**WHAT TO WORK ON**
Give an exact reproduction of all the lines in the listing.

**PROVIDED RECORDS**
════════
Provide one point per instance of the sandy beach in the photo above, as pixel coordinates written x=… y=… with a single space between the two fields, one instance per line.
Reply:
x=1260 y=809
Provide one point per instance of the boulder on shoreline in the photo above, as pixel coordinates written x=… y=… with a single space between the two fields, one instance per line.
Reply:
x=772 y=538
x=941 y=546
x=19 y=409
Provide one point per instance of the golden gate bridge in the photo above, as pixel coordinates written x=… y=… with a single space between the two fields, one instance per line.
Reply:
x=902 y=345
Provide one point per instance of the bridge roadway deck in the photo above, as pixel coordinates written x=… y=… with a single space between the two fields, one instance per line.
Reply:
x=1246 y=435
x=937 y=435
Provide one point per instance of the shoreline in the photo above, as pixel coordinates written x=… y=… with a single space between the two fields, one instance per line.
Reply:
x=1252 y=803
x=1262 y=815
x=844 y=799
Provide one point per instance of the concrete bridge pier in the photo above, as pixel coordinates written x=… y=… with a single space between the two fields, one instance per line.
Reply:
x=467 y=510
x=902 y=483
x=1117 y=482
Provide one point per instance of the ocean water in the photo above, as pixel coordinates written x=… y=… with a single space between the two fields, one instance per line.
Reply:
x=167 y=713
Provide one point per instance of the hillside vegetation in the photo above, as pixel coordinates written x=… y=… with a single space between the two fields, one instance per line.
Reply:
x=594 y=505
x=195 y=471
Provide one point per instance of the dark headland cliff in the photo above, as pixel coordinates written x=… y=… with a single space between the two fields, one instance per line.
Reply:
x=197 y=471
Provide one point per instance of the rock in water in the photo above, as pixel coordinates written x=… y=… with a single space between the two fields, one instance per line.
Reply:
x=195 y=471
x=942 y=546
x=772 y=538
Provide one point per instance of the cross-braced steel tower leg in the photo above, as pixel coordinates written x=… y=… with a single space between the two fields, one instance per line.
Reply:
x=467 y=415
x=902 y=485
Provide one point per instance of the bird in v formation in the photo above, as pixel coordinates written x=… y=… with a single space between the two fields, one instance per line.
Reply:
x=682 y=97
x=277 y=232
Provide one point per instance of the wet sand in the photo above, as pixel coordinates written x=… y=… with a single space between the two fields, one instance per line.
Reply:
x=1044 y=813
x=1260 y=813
════════
**RESPONSE BOX**
Provide one point per instance of the sandy beach in the photo above, as pixel coordinates written x=… y=… with a single space between the two fields, one instance per line.
Reply:
x=1260 y=809
Provide one point per instance of the boulder on shoreline in the photo above, as pixel coordinates written x=… y=… with a single space between the two fields, one instance per line.
Reply:
x=772 y=538
x=941 y=546
x=19 y=409
Provide one point per instance of the golden gate bridge in the photo above, as pixel coordinates written x=… y=… with a single space between the two fields, one instance per line.
Reply:
x=902 y=345
Provide one point per instance of the bridge roadway deck in the photo above, as pixel coordinates written x=… y=… with a single space between the two fields, one instance per line.
Reply:
x=1246 y=435
x=937 y=435
Provide one point per instance of the shoreline in the photo above, as pixel coordinates written x=… y=… with a single space between the two fields, one instance per line.
Reply:
x=1252 y=803
x=1262 y=815
x=844 y=799
Provide one point per instance of the concrete bridge pier in the photo above, as pixel coordinates written x=… y=… with a single space between the two fields, one instance per line.
Reply:
x=467 y=510
x=902 y=483
x=1117 y=482
Provide one point per instance of the ocean water in the photo above, as pixel coordinates written x=… y=… with a single space between the two fields, one instance per line.
Reply:
x=167 y=713
Provide one point per instance of the hillside vegetation in the photo above, as pixel coordinates written x=… y=… with a single space between the two fields, one instance per line.
Reply:
x=594 y=505
x=195 y=471
Provide one point per instance of the dark headland cliff in the photo above, as pixel coordinates written x=… y=… with a single space between the two fields, one instance per line.
Reply:
x=197 y=471
Provide one point per instance of the rock in water in the photo above, as pixel coordinates written x=… y=… with a single space between the two fields, one instance per line.
Reply:
x=195 y=471
x=942 y=546
x=772 y=538
Provide one point per instance of the cross-braced steel tower leg in the photo above, as pixel coordinates written x=… y=… with a single space between the two fields, one instance per line.
Reply:
x=467 y=415
x=902 y=485
Provide one point per instance of the bird in v formation in the photo above, as pixel coordinates written x=… y=… with a single space between the two fields, one instance per line.
Reply:
x=682 y=97
x=277 y=232
Provide one point per instance of the wet sand in the photo above, as pixel coordinates written x=… y=… with a single space between the two fields, one instance per line.
Reply:
x=1044 y=813
x=1260 y=813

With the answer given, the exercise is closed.